**THE PROBLEM**
Take the material below and write it all out again exactly.

**SUPPLIED RECORDS**
|---|
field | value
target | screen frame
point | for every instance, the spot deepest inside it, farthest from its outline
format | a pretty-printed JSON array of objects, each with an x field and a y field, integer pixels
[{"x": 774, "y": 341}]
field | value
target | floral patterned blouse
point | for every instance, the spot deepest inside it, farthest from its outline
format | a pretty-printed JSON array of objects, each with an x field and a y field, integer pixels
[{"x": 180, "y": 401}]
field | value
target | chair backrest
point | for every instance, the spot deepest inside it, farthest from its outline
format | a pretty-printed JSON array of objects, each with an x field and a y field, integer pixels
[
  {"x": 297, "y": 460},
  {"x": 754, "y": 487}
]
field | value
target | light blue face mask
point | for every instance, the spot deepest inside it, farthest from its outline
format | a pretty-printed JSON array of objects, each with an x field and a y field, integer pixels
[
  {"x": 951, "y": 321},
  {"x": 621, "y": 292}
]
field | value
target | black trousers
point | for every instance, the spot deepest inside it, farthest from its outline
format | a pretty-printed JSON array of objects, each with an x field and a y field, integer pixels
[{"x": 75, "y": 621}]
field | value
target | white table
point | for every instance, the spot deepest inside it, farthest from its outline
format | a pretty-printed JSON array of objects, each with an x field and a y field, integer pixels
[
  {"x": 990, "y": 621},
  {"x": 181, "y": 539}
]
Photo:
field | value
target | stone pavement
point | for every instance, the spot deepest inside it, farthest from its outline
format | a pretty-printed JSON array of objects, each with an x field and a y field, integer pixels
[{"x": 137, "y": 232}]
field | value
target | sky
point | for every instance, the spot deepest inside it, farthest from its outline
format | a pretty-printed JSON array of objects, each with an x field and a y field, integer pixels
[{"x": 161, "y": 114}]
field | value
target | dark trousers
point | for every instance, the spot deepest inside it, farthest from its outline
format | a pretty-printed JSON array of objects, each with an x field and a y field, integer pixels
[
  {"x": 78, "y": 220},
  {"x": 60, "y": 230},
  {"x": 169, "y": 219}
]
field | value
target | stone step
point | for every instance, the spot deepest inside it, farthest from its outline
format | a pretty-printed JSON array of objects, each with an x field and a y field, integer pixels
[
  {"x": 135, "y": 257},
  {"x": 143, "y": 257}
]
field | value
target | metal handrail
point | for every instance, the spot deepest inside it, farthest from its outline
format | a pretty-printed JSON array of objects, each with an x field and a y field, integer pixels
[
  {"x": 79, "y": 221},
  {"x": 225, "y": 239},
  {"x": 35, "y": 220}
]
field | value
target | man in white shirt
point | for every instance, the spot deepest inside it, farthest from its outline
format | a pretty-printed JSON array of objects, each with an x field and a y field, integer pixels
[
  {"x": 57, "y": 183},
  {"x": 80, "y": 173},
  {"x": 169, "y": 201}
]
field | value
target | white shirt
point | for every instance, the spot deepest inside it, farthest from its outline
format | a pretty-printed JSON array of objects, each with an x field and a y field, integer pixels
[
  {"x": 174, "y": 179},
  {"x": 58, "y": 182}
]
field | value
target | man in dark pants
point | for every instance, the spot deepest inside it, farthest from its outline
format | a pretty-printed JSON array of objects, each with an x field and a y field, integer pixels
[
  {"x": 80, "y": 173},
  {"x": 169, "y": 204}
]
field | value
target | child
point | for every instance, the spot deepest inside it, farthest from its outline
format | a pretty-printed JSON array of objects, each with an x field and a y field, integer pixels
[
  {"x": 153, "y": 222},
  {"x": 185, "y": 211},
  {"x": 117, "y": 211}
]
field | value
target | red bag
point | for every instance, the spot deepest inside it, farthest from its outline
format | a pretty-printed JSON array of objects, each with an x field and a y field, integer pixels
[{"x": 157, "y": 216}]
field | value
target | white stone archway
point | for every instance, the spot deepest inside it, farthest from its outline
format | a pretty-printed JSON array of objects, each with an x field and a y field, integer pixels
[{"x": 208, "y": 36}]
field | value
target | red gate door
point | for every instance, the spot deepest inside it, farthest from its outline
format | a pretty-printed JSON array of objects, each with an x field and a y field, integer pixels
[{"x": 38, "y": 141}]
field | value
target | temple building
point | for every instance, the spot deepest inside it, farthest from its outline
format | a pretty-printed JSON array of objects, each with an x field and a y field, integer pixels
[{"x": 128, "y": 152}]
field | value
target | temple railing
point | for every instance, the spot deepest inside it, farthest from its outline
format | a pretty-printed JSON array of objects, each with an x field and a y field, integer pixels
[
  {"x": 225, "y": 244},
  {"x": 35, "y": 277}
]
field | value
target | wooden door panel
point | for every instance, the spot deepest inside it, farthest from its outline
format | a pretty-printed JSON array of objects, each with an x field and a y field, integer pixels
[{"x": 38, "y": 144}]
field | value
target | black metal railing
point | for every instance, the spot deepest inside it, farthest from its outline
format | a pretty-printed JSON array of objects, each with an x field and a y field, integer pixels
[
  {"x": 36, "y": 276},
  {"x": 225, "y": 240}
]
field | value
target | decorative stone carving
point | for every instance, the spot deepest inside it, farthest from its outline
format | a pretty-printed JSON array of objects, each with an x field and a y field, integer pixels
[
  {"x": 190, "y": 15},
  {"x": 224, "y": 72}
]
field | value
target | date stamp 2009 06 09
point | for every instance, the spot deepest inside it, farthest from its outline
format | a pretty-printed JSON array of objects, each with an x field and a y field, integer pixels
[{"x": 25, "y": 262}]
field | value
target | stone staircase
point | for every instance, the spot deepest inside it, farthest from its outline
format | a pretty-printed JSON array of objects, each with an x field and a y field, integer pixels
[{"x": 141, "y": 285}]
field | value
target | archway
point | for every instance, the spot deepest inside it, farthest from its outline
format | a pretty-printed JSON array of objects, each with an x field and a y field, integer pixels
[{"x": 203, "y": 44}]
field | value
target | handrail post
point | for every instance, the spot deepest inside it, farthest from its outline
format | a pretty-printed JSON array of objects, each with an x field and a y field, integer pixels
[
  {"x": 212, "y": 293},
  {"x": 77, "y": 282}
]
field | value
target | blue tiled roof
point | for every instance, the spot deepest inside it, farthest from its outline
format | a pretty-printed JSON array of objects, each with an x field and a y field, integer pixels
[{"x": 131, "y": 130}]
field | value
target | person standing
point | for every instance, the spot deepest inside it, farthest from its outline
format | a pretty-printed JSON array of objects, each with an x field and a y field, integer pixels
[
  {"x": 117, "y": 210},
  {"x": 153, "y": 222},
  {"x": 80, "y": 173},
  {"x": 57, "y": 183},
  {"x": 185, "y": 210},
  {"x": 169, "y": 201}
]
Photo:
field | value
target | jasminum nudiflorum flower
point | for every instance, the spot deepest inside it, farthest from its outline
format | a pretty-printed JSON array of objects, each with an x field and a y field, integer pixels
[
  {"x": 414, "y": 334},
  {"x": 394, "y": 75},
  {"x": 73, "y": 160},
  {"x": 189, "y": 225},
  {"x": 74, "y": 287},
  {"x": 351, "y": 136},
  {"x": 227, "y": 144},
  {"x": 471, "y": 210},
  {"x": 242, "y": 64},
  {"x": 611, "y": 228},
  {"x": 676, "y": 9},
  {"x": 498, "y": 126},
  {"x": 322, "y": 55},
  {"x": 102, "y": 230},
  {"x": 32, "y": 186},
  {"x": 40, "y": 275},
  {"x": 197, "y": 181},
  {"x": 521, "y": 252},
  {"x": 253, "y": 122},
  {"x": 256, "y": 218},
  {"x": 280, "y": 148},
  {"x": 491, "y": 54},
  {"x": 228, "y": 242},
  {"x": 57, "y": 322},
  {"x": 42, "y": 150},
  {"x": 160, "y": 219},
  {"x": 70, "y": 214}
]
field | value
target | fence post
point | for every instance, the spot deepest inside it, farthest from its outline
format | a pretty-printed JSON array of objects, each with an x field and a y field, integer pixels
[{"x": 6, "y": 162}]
|---|
**OUTPUT**
field | value
target | screen frame
point | for every instance, the spot deepest inside it, farthest from its outline
format | a pretty-printed JSON array of objects, each with an x field and a y field, integer pixels
[{"x": 774, "y": 341}]
field | value
target | floral patterned blouse
point | for every instance, the spot deepest inside it, farthest from its outline
format | a pretty-printed JSON array of objects, each with an x field and a y field, integer pixels
[{"x": 180, "y": 401}]
field | value
target | chair backrest
point | for every instance, the spot deepest inside it, farthest from its outline
format | a pretty-printed JSON array of objects, each with an x field and a y field, integer pixels
[
  {"x": 297, "y": 460},
  {"x": 754, "y": 487}
]
field | value
target | light blue face mask
point | for every instance, the spot deepest inside it, farthest from its outline
format | a pretty-printed JSON array of objects, each with an x field and a y field, integer pixels
[
  {"x": 951, "y": 321},
  {"x": 621, "y": 292}
]
field | value
target | black trousers
point | for every instance, the spot deepest inside it, farthest from its outline
format | a pretty-printed JSON array of objects, each with an x field and a y field, integer pixels
[{"x": 75, "y": 621}]
field | value
target | white table
point | for every instance, the spot deepest inside it, farthest from its outline
format | a pretty-printed JSON array of objects, each with an x field and a y field, integer pixels
[
  {"x": 990, "y": 621},
  {"x": 181, "y": 539}
]
Photo:
field | value
target | stone pavement
point | for every instance, the spot deepest inside it, farthest from its outline
format | a pretty-printed JSON array of objects, each with an x field and a y field, integer pixels
[{"x": 137, "y": 232}]
field | value
target | sky
point | for every instance, the spot deepest inside it, farthest from its outline
format | a pretty-printed JSON array of objects, each with an x field and a y field, integer pixels
[{"x": 161, "y": 114}]
field | value
target | dark trousers
point | for every instance, the spot deepest inside it, farthest from its outline
format | a pretty-printed JSON array of objects, each with an x field and a y field, integer pixels
[
  {"x": 78, "y": 220},
  {"x": 60, "y": 230},
  {"x": 169, "y": 219}
]
field | value
target | stone step
point | for every instance, the spot deepest inside it, farthest from its outline
format | a pretty-printed JSON array of objects, each with an x field and a y field, integer pixels
[
  {"x": 135, "y": 257},
  {"x": 143, "y": 257}
]
field | value
target | metal handrail
point | for every instance, the spot deepest inside it, farthest from its outline
format | a pretty-printed JSON array of objects, each with an x field and a y field, integer pixels
[
  {"x": 79, "y": 221},
  {"x": 225, "y": 239},
  {"x": 35, "y": 220}
]
field | value
target | man in white shirt
point | for every instance, the spot deepest inside it, farthest from its outline
format | a pretty-printed JSON array of objects, each with an x field and a y field, integer pixels
[
  {"x": 57, "y": 183},
  {"x": 80, "y": 173},
  {"x": 169, "y": 201}
]
field | value
target | white shirt
point | for every instance, the spot deepest inside it, farthest from its outline
format | a pretty-printed JSON array of objects, each with an x field and a y field, integer pixels
[
  {"x": 174, "y": 179},
  {"x": 58, "y": 182}
]
field | value
target | man in dark pants
point | for every instance, the spot deepest inside it, farthest from its outline
format | a pretty-printed JSON array of objects, each with an x field and a y field, integer pixels
[
  {"x": 80, "y": 173},
  {"x": 169, "y": 204}
]
field | value
target | child
point | for every instance, the spot deepest inside it, farthest from its outline
format | a pretty-printed JSON array of objects, each with an x field and a y field, integer pixels
[
  {"x": 153, "y": 222},
  {"x": 185, "y": 211},
  {"x": 117, "y": 211}
]
field | value
target | red bag
point | for every instance, the spot deepest inside it, farthest from its outline
format | a pretty-printed JSON array of objects, each with an x field and a y field, integer pixels
[{"x": 157, "y": 216}]
field | value
target | white stone archway
point | for every instance, the spot deepest inside it, farthest from its outline
format | a pretty-printed JSON array of objects, each with an x field and a y field, integer pixels
[{"x": 208, "y": 36}]
field | value
target | red gate door
point | for every instance, the spot deepest inside it, farthest from its outline
format | a pretty-printed JSON array of objects, each with an x field and a y field, integer pixels
[{"x": 38, "y": 141}]
field | value
target | temple building
point | for every instance, the spot deepest inside it, farthest from its outline
format | a pretty-printed JSON array of objects, each with an x field and a y field, integer pixels
[{"x": 128, "y": 152}]
field | value
target | temple railing
point | for every instance, the spot deepest inside it, farthest from its outline
format | a pretty-printed JSON array of objects, each with an x field and a y field, integer pixels
[
  {"x": 225, "y": 244},
  {"x": 35, "y": 277}
]
field | value
target | wooden door panel
point | for every instance, the spot deepest inside it, farthest from its outline
format | a pretty-printed JSON array of objects, each with an x field and a y field, integer pixels
[{"x": 38, "y": 144}]
field | value
target | black metal railing
point | for every instance, the spot deepest inside it, farthest from its outline
format | a pretty-printed JSON array of objects, each with an x field and a y field, integer pixels
[
  {"x": 36, "y": 276},
  {"x": 225, "y": 240}
]
field | value
target | decorative stone carving
point | for every instance, the spot deepest inside it, farthest from its outline
format | a pretty-printed JSON array of objects, each with an x field and a y field, integer pixels
[
  {"x": 190, "y": 15},
  {"x": 224, "y": 72}
]
field | value
target | date stamp 2009 06 09
point | for every instance, the spot deepest inside it, farthest from its outline
format | a pretty-printed JSON array of objects, each with an x field and a y field, integer pixels
[{"x": 25, "y": 262}]
field | value
target | stone staircase
point | for every instance, the spot deepest inside it, farthest from its outline
format | a pretty-printed JSON array of objects, each with an x field and a y field, integer pixels
[{"x": 141, "y": 285}]
field | value
target | archway
point | for every instance, the spot deepest inside it, farthest from its outline
format | a pretty-printed JSON array of objects, each with an x field and a y field, integer pixels
[{"x": 203, "y": 44}]
field | value
target | handrail post
point | for every instance, the spot deepest inside it, farthest from its outline
format | a pretty-printed JSON array of objects, each with an x field and a y field, integer pixels
[
  {"x": 212, "y": 293},
  {"x": 77, "y": 282}
]
field | value
target | blue tiled roof
point | for every instance, the spot deepest inside it, farthest from its outline
format | a pretty-printed JSON array of objects, each with an x field and a y field, integer pixels
[{"x": 131, "y": 130}]
field | value
target | person standing
point | for every instance, the spot deepest inside it, farthest from its outline
format | a pretty-printed JSON array of objects, each with an x field and a y field, integer pixels
[
  {"x": 117, "y": 210},
  {"x": 153, "y": 222},
  {"x": 80, "y": 173},
  {"x": 57, "y": 183},
  {"x": 185, "y": 210},
  {"x": 169, "y": 201}
]
Photo:
field | value
target | jasminum nudiflorum flower
point | for every instance, the spot deepest inside it, farthest from its outline
format | a pretty-printed JSON array of objects, each with an x field and a y field, integer pixels
[
  {"x": 414, "y": 334},
  {"x": 394, "y": 75},
  {"x": 73, "y": 160},
  {"x": 189, "y": 225},
  {"x": 74, "y": 287},
  {"x": 351, "y": 136},
  {"x": 227, "y": 144},
  {"x": 471, "y": 210},
  {"x": 242, "y": 64},
  {"x": 611, "y": 228},
  {"x": 676, "y": 9},
  {"x": 498, "y": 126},
  {"x": 322, "y": 55},
  {"x": 102, "y": 230},
  {"x": 32, "y": 186},
  {"x": 40, "y": 275},
  {"x": 197, "y": 181},
  {"x": 521, "y": 252},
  {"x": 253, "y": 122},
  {"x": 256, "y": 218},
  {"x": 280, "y": 148},
  {"x": 491, "y": 54},
  {"x": 228, "y": 242},
  {"x": 57, "y": 322},
  {"x": 42, "y": 150},
  {"x": 160, "y": 219},
  {"x": 70, "y": 214}
]
field | value
target | fence post
point | for every instance, the spot deepest inside it, farthest from its outline
format | a pretty-printed JSON array of objects, each with an x field and a y field, integer pixels
[{"x": 6, "y": 162}]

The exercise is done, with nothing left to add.